(Point-per-instance localization data)
===============

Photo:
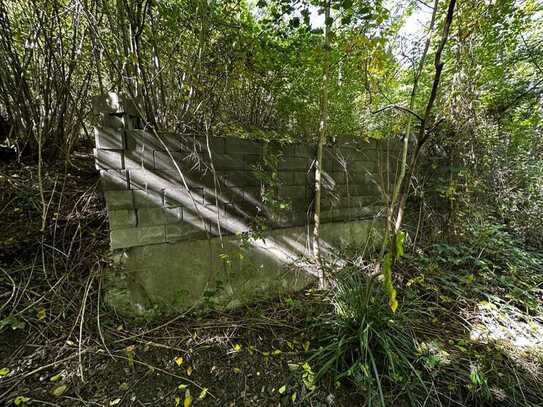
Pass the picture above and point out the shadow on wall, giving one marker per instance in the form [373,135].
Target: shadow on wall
[167,189]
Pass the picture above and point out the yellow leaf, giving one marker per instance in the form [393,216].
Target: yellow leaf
[59,390]
[203,394]
[188,399]
[20,400]
[56,377]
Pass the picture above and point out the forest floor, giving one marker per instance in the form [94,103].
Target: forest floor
[59,345]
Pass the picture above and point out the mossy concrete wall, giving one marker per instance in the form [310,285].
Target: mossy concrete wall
[222,220]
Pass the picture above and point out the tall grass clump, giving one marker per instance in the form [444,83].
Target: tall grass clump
[364,344]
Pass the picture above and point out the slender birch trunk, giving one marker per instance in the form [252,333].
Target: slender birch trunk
[323,128]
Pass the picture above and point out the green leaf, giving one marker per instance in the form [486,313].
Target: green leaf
[203,394]
[389,287]
[187,402]
[56,377]
[20,400]
[59,390]
[400,240]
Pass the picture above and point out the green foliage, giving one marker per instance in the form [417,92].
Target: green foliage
[364,343]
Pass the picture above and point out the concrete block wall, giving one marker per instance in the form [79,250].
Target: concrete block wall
[165,187]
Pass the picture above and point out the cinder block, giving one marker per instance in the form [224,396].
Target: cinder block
[109,159]
[148,199]
[229,161]
[361,166]
[182,197]
[163,160]
[235,145]
[138,159]
[113,180]
[295,164]
[121,218]
[184,231]
[119,200]
[158,216]
[252,160]
[140,236]
[240,179]
[292,193]
[138,179]
[303,178]
[111,121]
[339,177]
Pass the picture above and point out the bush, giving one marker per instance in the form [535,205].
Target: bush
[362,342]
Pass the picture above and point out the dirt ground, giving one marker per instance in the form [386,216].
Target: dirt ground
[59,345]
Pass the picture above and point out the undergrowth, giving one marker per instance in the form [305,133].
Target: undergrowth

===============

▶ **EXERCISE REQUIREMENTS**
Copy out the lines above exactly, beginning at the one that contains "Target: slender birch trunk" and ending at the one that contains "Pass the picture above and point out the green foliage, giving".

▶ **SOLUTION TO THIS EXERCISE**
Target: slender birch trunk
[323,128]
Pass the picture above and point out the green leaf, giving one marker per instance in the form [486,313].
Target: green leaf
[203,394]
[389,287]
[187,402]
[56,377]
[20,400]
[59,390]
[400,240]
Pass the picture above and point out the green foliage, giving one marker per instance in the form [417,92].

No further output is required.